## Yang Ditanyakan
A - Ulangi dengan persis bagian teks tentang anak jalanan, mulai dari "Mungkin bila kita" sampai "anak jalanan?", termasuk kedua bagian tersebut.
B - Jawablah pertanyaan berikut berdasarkan teks tentang anak jalanan.
(i) Untuk satu tujuan apa anak jalanan melawan kekejaman kehidupan setiap hari?
(ii) Kapan kita merasakan kekejaman dunia?
(iii) Kata apa yang tidak dikenal anak jalanan ketika kembali berjuang pada hari-hari selanjutnya?

## Teks Bacaan
--

Adanya
Artikel Ini supaya orang orang yang mampu bisa sadar dan membantu
mereka orang miskin seperti: fakir miskin, yatim piatu, anak jalanan,
pengamen dll tentang orang yang tiada daya upaya untuk
hidup…..Pernahkan terlintas di pikiran Anda, Lebih hebat manakah kita
dengan anak jalanan / pengamen? Apakah kita yang lebih hebat? Bagi Anda
yang menjawab demikian Anda SALAH BESAR …tahukah apa yang membuat
comment kita tersebut salah?.
Mungkin bila kita melihat orang jalanan / pengamen yang
selalu yang ada di benak kita adalah anak kita yang kotor, kumuh, dan
nakal. Memang semua itu benar, tapi ada suatu hal yang lebih berharga
di balik semua itu. Anak jalanan /pengamen mempunyai suatu keistimewaan
yang tidak kita miliki. Apa keistimewaannya? Tiap hari mereka mampu
melawan kekejaman kehidupan hanya untuk 1 tujuan yaitu mencari uang
untuk hidup 1 hari. walaupun yang didapat sedikit namun mereka tetap
bersyukur dan tak mengenal kata “putus asa” untuk kembali berjuang pada
hari-hari selanjutnya. Namun bagaimana dengan kita? Kita tidak tiap
hari merasakan kekejaman dunia, hanya pada waktu tertentu saja namun
lebih parahnya kita selalu gampang berputus asa bila mengalami
kegagalan dan yang lebih parahnya lagi kita tidak pernah mensyukuri apa
yang kita punyai saat ini. Sekarang lebih hebat manakah ?kita atau
anak jalanan?

--

## Cuplikan Data

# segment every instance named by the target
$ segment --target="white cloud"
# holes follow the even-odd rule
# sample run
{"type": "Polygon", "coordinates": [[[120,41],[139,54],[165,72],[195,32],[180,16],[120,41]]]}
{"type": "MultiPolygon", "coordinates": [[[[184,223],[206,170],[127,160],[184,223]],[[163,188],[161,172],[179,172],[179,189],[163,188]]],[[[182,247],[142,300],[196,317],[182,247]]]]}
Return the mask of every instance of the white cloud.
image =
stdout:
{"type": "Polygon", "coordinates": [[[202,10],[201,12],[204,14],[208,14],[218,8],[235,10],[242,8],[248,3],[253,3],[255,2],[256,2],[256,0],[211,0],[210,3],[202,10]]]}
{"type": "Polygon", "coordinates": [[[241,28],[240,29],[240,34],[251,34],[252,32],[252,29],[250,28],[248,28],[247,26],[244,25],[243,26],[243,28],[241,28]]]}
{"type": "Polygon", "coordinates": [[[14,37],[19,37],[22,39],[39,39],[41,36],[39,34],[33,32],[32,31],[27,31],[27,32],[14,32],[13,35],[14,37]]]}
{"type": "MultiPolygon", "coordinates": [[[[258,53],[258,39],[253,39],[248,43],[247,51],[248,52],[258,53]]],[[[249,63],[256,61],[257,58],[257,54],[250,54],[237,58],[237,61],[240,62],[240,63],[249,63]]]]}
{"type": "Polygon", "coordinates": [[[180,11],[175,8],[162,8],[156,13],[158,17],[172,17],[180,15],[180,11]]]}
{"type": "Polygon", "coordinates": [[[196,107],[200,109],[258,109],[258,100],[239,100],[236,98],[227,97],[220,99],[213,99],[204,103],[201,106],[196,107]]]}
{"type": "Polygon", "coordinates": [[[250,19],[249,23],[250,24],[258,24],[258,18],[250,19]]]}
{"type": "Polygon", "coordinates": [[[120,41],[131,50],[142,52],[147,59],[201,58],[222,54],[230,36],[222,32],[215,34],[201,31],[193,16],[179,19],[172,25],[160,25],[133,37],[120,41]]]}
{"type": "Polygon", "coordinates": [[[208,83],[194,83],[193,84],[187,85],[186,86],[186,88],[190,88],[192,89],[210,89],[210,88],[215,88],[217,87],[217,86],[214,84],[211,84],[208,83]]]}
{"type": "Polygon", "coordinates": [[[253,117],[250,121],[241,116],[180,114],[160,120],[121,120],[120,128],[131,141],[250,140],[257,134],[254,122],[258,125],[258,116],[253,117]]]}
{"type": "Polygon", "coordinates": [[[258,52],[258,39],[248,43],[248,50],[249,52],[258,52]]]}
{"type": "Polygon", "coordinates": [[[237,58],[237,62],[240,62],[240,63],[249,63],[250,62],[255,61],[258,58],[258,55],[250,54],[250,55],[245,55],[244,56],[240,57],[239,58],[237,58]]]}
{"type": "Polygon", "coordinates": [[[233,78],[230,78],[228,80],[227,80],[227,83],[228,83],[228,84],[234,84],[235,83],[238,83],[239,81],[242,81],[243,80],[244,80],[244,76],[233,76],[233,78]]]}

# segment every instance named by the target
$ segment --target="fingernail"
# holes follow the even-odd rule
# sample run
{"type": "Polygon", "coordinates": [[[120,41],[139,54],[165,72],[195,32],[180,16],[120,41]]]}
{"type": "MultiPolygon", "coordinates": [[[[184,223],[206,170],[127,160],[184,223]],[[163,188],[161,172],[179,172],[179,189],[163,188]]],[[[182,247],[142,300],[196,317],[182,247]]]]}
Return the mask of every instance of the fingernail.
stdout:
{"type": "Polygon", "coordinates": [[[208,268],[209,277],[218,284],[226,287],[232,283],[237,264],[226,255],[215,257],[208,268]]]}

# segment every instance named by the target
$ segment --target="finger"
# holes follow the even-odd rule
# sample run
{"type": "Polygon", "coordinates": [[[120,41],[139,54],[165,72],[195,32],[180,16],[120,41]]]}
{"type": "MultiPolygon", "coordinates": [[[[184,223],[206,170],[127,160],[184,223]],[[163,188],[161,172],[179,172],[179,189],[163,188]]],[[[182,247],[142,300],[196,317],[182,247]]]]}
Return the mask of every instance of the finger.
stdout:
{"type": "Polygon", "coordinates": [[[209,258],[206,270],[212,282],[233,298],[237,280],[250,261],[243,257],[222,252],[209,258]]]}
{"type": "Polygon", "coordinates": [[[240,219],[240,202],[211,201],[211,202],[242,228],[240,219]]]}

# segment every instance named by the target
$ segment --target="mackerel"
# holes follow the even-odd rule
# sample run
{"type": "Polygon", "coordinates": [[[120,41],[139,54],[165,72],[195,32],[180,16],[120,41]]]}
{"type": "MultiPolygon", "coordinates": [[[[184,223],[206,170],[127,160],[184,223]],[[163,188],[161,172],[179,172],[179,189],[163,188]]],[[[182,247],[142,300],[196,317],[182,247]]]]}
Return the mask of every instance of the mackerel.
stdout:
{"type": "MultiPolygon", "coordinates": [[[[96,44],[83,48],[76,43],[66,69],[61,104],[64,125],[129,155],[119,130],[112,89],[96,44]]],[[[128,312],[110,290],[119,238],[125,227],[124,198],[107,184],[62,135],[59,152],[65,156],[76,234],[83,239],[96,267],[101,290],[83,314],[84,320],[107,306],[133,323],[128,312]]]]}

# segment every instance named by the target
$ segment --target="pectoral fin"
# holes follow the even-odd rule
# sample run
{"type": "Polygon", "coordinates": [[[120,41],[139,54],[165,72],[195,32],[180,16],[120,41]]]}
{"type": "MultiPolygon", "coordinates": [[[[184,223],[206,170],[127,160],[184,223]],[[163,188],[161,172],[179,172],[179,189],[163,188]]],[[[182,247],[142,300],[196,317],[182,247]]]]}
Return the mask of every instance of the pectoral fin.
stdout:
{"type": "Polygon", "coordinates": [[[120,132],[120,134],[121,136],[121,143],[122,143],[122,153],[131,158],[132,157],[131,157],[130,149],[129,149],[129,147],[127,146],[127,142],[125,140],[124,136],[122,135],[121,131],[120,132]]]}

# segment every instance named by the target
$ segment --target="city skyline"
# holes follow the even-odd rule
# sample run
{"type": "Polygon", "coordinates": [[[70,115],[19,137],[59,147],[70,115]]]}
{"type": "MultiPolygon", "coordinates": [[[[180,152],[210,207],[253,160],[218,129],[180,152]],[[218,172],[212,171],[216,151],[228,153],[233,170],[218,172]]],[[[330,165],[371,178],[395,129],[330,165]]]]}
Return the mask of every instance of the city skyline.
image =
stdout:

--

## Jawaban Benar
A -
Mungkin bila kita melihat orang jalanan / pengamen yang
selalu yang ada di benak kita adalah anak kita yang kotor, kumuh, dan
nakal. Memang semua itu benar, tapi ada suatu hal yang lebih berharga
di balik semua itu. Anak jalanan /pengamen mempunyai suatu keistimewaan
yang tidak kita miliki. Apa keistimewaannya? Tiap hari mereka mampu
melawan kekejaman kehidupan hanya untuk 1 tujuan yaitu mencari uang
untuk hidup 1 hari. walaupun yang didapat sedikit namun mereka tetap
bersyukur dan tak mengenal kata “putus asa” untuk kembali berjuang pada
hari-hari selanjutnya. Namun bagaimana dengan kita? Kita tidak tiap
hari merasakan kekejaman dunia, hanya pada waktu tertentu saja namun
lebih parahnya kita selalu gampang berputus asa bila mengalami
kegagalan dan yang lebih parahnya lagi kita tidak pernah mensyukuri apa
yang kita punyai saat ini. Sekarang lebih hebat manakah ?kita atau
anak jalanan?

B -
(i) Mencari uang untuk hidup satu hari.
(ii) Hanya pada waktu tertentu saja.
(iii) "Putus asa".